[Start Provided passage]

RTDECL(int) RTTimerCreateEx(PRTTIMER *ppTimer, uint64_t u64NanoInterval, uint32_t fFlags, PFNRTTIMER pfnTimer, void *pvUser)
{
    /*
     * We don't support the fancy MP features.
     */
    if (fFlags & RTTIMER_FLAGS_CPU_SPECIFIC)
        return VERR_NOT_SUPPORTED;

    /*
     * We need the signal masks to be set correctly, which they won't be in
     * unobtrusive mode.
     */
    if (RTR3InitIsUnobtrusive())
        return VERR_NOT_SUPPORTED;

#ifndef IPRT_WITH_POSIX_TIMERS
    /*
     * Check if timer is busy.
     */
    struct itimerval TimerVal;
    if (getitimer(ITIMER_REAL, &TimerVal))
    {
        AssertMsgFailed(("getitimer() -> errno=%d\n", errno));
        return VERR_NOT_IMPLEMENTED;
    }
    if (    TimerVal.it_value.tv_usec
        ||  TimerVal.it_value.tv_sec
        ||  TimerVal.it_interval.tv_usec
        ||  TimerVal.it_interval.tv_sec)

[End Provided passage]
[Start Material shown]

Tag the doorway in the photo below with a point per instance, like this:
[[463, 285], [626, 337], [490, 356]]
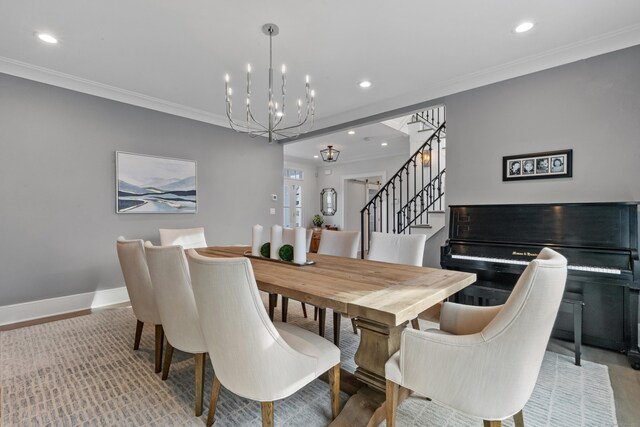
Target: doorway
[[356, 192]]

[End Material shown]
[Start Material shown]

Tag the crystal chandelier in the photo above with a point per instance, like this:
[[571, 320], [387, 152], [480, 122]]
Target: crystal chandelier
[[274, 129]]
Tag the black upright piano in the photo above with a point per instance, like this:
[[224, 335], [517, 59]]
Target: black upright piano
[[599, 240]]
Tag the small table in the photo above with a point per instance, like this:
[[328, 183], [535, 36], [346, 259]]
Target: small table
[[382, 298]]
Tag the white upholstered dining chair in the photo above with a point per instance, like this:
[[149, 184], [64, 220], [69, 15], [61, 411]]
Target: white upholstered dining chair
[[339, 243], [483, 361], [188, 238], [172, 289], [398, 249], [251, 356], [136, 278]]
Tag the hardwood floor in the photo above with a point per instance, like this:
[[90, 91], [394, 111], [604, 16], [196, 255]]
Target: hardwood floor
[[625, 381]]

[End Material shown]

Tasks and exercises:
1) Reproduce the RTTimerCreateEx code from "RTDECL(int) RTTimerCreateEx(PRTTIMER *ppTimer, uint64_t" up to and including "fancy MP features.".
2) In the RTTimerCreateEx code, what value is returned when fFlags includes RTTIMER_FLAGS_CPU_SPECIFIC?

Problem solutions:
1)
RTDECL(int) RTTimerCreateEx(PRTTIMER *ppTimer, uint64_t u64NanoInterval, uint32_t fFlags, PFNRTTIMER pfnTimer, void *pvUser)
{
    /*
     * We don't support the fancy MP features.

2) VERR_NOT_SUPPORTED